TEKS BACAAN –
+--
Pada zaman itu; bersebab kualitas manusianya, dalam krisispun jiwa mereka tampak berkilau, bersinar dari celah-celah berkah. Dalam makmur ataupun paceklik, suka dan duka, lapang serta sempit; mereka menunjukkan kualitas mental tertinggi yang akan menjadi modal peradaban Islam hingga abad-abad berikutnya. Ayahanda Presiden yang terhormat; andai diizinkan lancang memberi usul, betapa indah kalau program Revolusi Mental merujuk ke zaman ini.
***
Sementara itu Ayahanda,
Dalam makalahnya untuk Conference on Monetary Policy and Financial Stability in Emerging Markets di Istanbul, 13-15 Juni 2014, Guru Besar Ekonomi Harvard-Kennedy School, Jeffrey Frankel merujuk kisah Nabi Yusuf ‘Alaihis Salaam tentang tafsirnya atas mimpi sang raja; tujuh sapi kurus yang memakan tujuh lembu gemuk dan tujuh runggai gandum yang segar penuh bulir serta tujuh tangkai yang kering lagi kopong.
“Supaya kalian bertanam 7 tahun sebagaimana biasa. Maka apa yang kalian tuai hendaklah kalian biarkan di bulirnya kecuali sedikit untuk kalian makan. Kemudian sesudah itu akan datang 7 tahun yang amat sulit, yang menghabiskan apa yang kalian simpan untuk menghadapi tahun-tahun paceklik, kecuali sedikit dari bibit gandum yang kalian simpan. Kemudian setelah itu akan datang tahun yang padanya manusia diberi hujan dengan cukup dan di masa itu mereka memeras anggur.” (QS Yusuf [12]: 47-49)
+--
Butir dari sebuah set data
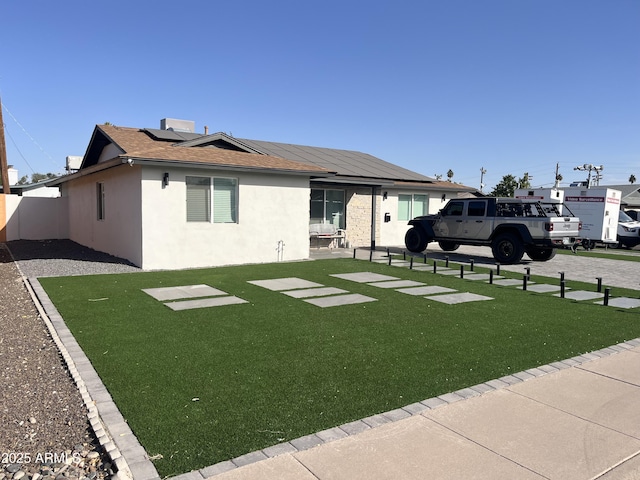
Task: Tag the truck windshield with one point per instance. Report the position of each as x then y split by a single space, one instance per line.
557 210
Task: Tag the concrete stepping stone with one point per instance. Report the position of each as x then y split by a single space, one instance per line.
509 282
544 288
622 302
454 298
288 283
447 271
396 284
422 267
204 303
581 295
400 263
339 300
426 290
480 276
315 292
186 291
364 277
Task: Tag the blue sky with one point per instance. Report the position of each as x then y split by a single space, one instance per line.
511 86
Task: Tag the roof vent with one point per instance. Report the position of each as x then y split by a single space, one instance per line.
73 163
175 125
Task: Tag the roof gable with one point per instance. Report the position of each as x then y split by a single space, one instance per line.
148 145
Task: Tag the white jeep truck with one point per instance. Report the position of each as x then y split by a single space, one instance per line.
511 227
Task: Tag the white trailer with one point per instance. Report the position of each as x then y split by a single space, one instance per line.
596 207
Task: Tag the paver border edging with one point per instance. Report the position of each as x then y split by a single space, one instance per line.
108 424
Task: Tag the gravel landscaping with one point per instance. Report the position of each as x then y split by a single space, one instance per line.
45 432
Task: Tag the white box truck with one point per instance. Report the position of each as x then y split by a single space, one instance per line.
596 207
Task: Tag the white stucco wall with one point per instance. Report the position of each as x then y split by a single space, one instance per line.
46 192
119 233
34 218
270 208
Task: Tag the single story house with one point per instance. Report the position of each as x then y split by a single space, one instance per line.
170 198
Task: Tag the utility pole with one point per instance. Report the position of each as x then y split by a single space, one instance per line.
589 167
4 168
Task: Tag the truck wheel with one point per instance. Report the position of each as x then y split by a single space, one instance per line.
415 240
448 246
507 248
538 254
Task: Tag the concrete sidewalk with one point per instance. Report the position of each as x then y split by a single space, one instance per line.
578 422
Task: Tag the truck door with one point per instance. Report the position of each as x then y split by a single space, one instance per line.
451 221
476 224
+--
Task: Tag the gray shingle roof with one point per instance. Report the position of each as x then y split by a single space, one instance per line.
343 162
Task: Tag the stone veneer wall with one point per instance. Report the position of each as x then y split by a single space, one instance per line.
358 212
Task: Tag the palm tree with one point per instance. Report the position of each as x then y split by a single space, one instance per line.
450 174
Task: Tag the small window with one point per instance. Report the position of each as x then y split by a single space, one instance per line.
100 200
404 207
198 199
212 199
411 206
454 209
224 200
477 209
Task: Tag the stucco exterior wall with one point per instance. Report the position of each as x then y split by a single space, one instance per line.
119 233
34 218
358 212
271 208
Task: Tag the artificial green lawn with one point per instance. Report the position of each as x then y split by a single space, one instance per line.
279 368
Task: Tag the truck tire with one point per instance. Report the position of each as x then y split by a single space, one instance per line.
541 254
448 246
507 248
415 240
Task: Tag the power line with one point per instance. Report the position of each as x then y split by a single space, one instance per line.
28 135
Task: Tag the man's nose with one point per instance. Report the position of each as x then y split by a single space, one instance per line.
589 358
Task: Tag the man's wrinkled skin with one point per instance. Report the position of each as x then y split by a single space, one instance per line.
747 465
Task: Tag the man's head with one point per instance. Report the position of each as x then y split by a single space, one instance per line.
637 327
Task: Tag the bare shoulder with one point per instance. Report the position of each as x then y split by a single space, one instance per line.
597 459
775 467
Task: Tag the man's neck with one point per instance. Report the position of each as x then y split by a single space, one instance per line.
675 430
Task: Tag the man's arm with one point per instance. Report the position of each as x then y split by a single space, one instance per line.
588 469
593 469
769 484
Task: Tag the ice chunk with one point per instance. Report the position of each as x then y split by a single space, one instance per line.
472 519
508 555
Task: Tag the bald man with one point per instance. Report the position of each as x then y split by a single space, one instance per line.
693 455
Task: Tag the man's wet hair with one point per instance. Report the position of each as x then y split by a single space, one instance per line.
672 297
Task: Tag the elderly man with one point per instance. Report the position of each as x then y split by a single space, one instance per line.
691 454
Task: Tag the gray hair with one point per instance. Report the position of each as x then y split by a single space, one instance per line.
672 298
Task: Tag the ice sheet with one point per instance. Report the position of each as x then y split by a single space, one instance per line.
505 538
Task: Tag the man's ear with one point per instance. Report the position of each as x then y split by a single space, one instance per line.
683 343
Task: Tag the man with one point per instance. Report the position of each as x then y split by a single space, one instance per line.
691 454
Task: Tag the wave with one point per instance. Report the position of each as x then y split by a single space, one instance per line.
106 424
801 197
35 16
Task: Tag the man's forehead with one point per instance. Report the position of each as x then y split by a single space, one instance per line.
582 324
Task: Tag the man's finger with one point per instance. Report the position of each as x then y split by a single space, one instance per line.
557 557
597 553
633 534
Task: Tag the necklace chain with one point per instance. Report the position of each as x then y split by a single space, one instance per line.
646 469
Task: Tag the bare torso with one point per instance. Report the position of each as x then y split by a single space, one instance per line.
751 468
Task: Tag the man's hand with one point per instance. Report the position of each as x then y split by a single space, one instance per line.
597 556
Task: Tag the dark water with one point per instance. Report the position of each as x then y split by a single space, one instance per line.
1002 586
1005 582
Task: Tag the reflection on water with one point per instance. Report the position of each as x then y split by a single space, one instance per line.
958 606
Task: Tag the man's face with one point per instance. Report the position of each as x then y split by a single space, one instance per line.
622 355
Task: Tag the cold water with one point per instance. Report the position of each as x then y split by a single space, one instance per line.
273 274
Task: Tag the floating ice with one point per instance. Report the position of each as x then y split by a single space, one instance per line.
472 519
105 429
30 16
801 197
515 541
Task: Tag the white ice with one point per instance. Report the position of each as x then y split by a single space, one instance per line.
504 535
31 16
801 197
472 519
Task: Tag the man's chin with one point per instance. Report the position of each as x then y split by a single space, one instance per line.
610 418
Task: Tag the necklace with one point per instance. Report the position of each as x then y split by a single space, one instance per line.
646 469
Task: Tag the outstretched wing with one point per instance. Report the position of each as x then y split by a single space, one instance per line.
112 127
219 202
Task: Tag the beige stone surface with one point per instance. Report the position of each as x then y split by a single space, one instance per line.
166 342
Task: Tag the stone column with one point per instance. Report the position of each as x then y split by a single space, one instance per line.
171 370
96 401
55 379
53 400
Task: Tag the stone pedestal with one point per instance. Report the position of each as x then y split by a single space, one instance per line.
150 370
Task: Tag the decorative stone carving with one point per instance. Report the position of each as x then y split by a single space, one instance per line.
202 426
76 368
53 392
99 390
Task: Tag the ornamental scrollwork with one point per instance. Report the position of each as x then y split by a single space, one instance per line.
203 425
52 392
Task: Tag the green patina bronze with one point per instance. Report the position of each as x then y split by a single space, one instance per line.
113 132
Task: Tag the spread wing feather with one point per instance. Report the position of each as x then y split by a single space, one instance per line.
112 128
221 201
+--
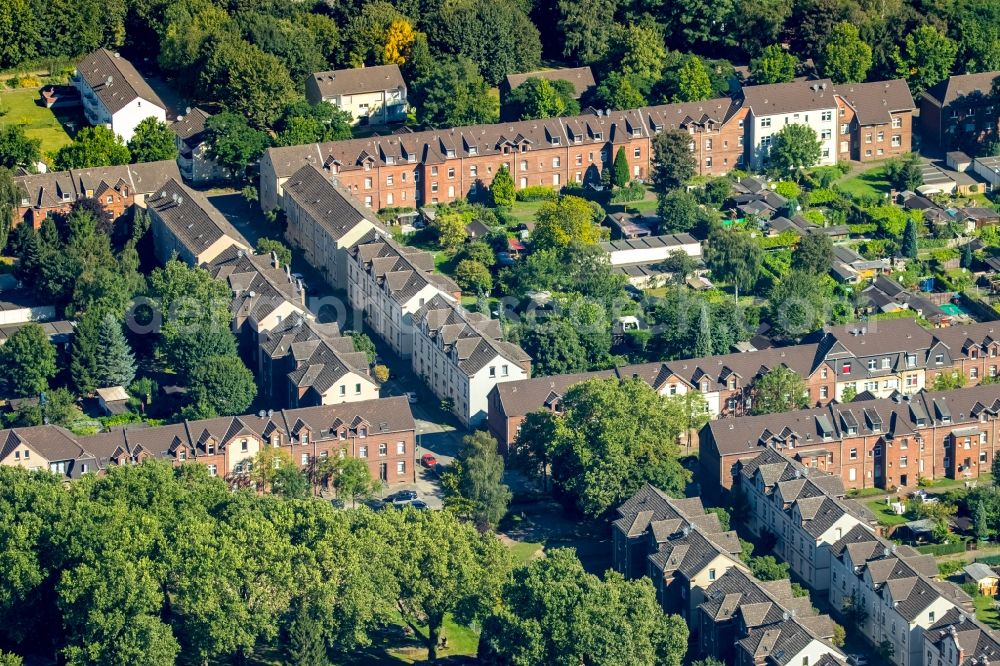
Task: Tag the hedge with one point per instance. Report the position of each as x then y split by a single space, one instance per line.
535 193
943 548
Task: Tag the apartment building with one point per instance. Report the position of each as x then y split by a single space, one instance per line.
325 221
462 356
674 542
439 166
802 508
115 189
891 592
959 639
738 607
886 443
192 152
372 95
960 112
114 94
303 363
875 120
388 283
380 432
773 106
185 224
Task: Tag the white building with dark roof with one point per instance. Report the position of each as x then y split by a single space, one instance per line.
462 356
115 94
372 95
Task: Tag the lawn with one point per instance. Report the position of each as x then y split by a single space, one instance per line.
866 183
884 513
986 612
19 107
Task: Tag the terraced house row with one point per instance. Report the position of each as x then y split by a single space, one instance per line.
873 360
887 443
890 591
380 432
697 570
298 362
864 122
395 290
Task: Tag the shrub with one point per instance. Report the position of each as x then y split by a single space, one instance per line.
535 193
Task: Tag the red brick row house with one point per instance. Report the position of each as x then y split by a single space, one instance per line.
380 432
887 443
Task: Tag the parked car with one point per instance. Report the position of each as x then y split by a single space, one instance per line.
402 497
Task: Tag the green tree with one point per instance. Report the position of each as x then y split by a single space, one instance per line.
+--
TUGAS –
• 1. Menurut teks bacaan, di kota mana dan pada tanggal berapa konferensi tempat Jeffrey Frankel menyampaikan makalahnya diadakan?
• 2. Salin kembali bagian teks bacaan dari "Pada zaman itu;" sampai "ke zaman ini.", lalu ganti "makmur" dengan "sejahtera".
Baris-baris data di atas tidak perlu digunakan.

JAWABAN YANG DIHARAPKAN –
• 1. Di Istanbul, pada 13-15 Juni 2014.

• 2.
Pada zaman itu; bersebab kualitas manusianya, dalam krisispun jiwa mereka tampak berkilau, bersinar dari celah-celah berkah. Dalam sejahtera ataupun paceklik, suka dan duka, lapang serta sempit; mereka menunjukkan kualitas mental tertinggi yang akan menjadi modal peradaban Islam hingga abad-abad berikutnya. Ayahanda Presiden yang terhormat; andai diizinkan lancang memberi usul, betapa indah kalau program Revolusi Mental merujuk ke zaman ini.